Short problem: Copy out again, unchanged, the lines of the listing below, from the one containing "Find the sandy" through the one containing "Find the red", with both of those lines included.

Records for this exercise:
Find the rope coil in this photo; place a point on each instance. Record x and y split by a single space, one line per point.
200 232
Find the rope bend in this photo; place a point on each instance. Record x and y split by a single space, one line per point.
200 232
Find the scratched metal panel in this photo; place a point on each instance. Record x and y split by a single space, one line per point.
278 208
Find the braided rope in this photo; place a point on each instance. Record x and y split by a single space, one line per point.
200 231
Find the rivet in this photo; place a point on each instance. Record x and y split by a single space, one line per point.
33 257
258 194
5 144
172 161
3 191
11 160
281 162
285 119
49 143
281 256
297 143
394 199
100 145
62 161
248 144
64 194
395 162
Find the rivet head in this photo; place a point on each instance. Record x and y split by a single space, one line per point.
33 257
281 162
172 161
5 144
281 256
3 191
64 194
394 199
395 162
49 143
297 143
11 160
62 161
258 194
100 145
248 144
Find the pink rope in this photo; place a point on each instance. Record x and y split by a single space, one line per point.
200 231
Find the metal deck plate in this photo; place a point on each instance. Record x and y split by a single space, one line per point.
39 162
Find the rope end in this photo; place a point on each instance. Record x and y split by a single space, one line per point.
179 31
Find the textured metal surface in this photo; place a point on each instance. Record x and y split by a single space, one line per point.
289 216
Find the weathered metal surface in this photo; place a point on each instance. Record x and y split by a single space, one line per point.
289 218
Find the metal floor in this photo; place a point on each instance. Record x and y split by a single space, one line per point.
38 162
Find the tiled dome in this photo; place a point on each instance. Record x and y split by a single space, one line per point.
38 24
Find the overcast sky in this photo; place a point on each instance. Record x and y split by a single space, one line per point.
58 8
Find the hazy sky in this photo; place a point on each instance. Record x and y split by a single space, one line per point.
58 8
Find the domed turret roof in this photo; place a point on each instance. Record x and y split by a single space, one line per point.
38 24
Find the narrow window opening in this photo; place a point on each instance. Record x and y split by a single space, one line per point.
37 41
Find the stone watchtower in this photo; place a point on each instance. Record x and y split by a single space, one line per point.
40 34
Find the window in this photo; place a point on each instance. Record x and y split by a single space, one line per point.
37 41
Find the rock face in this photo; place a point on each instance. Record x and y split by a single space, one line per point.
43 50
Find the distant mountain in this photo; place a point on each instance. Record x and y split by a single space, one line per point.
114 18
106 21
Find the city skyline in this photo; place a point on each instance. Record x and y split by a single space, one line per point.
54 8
--
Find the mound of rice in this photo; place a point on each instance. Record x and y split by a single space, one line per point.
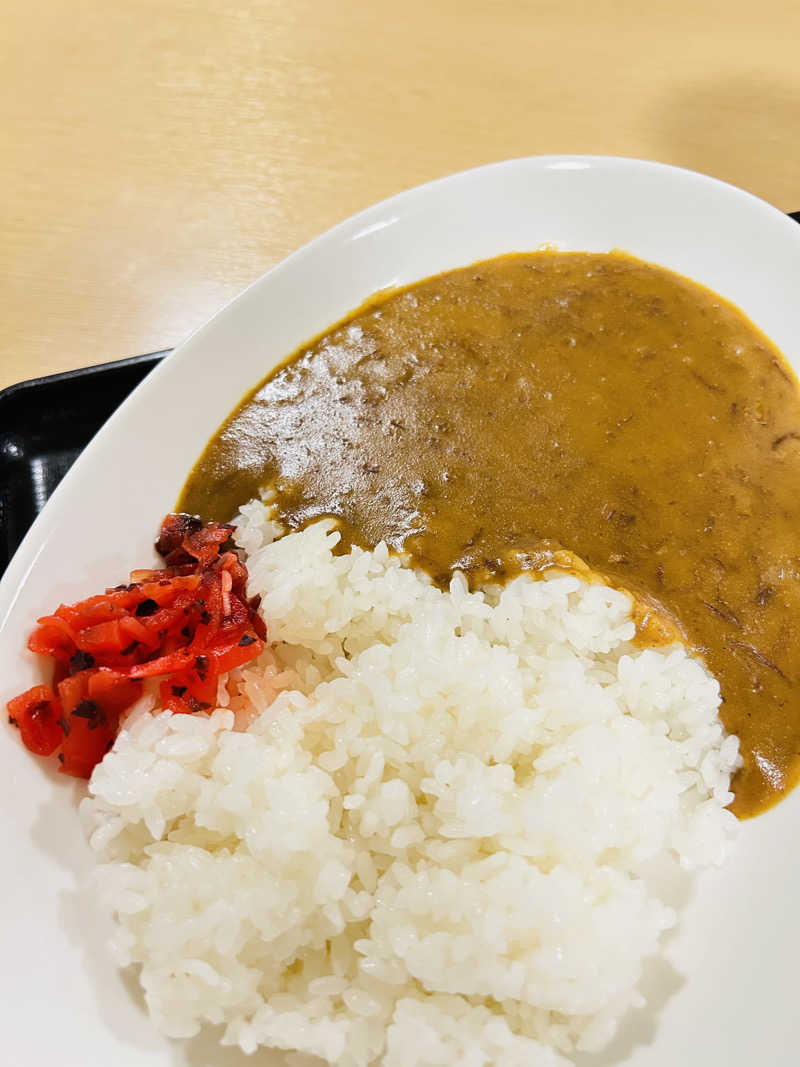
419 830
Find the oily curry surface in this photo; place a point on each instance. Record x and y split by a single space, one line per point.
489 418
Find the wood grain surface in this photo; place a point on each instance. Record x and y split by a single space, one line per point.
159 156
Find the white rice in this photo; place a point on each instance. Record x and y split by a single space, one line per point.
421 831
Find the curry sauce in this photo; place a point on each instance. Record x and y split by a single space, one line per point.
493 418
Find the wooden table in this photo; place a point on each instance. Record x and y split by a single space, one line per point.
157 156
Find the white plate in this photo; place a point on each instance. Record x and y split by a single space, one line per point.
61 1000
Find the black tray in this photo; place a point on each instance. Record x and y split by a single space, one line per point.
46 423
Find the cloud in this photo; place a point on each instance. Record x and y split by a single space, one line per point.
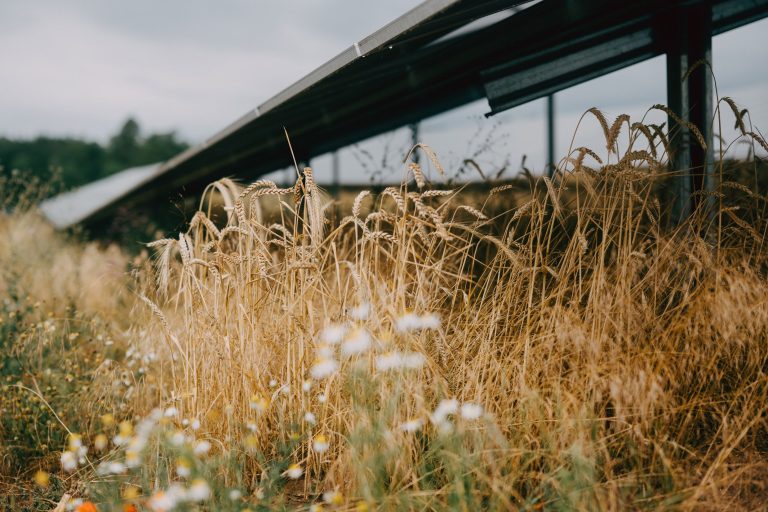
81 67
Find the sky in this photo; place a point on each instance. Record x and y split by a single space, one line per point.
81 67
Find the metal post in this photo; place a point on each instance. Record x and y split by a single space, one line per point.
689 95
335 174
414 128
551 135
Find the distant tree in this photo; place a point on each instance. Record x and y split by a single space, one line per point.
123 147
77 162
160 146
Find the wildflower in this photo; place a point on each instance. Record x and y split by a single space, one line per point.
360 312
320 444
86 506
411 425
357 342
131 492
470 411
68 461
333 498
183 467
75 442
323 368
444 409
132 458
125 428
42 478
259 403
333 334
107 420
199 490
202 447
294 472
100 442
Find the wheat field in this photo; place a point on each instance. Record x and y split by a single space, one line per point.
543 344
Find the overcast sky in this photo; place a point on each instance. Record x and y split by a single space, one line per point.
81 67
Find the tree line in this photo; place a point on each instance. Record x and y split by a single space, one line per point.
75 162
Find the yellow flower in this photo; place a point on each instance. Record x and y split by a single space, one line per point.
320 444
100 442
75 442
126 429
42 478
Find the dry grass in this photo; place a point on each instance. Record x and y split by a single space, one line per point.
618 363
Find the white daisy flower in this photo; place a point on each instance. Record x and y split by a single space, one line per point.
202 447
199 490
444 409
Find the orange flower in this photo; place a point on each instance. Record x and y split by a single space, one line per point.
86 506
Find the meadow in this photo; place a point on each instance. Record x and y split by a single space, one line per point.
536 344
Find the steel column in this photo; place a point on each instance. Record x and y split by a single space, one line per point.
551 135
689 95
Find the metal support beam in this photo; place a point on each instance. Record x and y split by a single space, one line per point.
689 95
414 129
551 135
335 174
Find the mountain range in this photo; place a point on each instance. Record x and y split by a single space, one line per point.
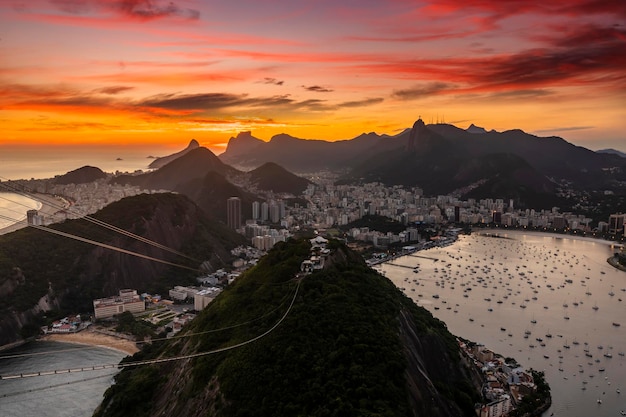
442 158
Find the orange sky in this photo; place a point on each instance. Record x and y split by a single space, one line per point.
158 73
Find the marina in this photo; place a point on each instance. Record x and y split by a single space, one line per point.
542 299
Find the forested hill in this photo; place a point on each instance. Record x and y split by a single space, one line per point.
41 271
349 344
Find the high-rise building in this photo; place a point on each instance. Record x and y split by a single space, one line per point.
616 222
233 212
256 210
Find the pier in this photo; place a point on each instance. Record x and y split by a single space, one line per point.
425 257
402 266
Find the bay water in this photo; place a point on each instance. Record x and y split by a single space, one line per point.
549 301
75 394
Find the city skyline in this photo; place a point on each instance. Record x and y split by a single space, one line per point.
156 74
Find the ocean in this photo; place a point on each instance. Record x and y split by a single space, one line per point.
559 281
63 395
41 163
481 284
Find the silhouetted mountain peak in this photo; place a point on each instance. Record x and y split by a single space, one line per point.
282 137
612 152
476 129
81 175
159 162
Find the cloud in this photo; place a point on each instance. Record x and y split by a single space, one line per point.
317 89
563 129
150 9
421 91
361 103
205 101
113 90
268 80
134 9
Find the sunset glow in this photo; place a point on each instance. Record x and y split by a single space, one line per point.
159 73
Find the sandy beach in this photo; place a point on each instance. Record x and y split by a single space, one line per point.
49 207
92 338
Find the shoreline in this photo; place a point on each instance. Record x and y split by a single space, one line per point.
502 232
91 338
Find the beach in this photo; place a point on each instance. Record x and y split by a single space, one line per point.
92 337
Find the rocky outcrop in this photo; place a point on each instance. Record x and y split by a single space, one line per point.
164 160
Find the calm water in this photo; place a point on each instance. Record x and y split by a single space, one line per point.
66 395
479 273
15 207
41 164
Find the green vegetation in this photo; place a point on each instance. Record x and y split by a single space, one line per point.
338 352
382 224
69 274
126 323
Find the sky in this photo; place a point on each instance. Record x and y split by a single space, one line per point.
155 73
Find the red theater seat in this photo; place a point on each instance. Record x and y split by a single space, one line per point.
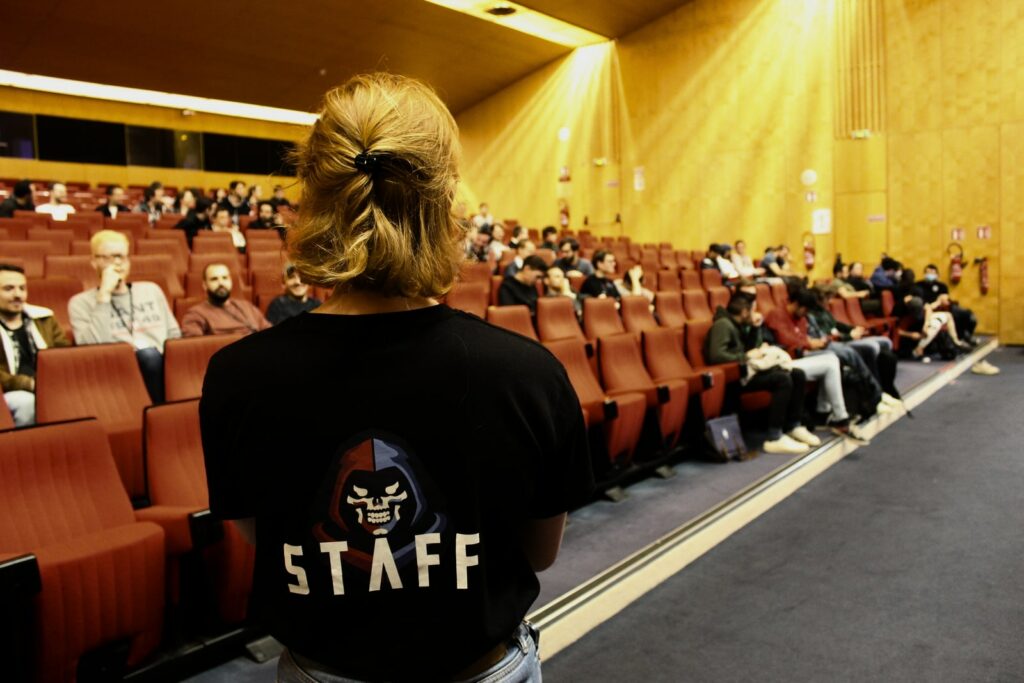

Answer to the task:
Find the sandy beach in this photo; place a point on each instance. Record x and y split by a single space, one line per point.
49 207
92 338
Find the shoreline in this photo; place a point on each instance. Record x and y split by a single space, one line per point.
502 232
91 338
Find the beach in this photo; place a point on each instance. Record x and y split by a single space, one line per point.
92 337
Find the rocky outcrop in this photo; place a point on each instance. Record x and y split by a single space, one line per point.
164 160
Find the calm water in this photo; place a point on each instance. Record x and y split by a single space, one line per point.
66 395
479 273
15 207
41 164
Find the green vegetation in this photo; place a point on each instance. Record x and y split by a single space, one line per point.
338 352
382 224
69 274
126 323
Find the sky in this photo; place a point on each instance. Record x and y split by a single space, one line per point.
155 73
Find the red theater seat in this photo; place a point on each instance. Record x and y split by a single space, one line per point.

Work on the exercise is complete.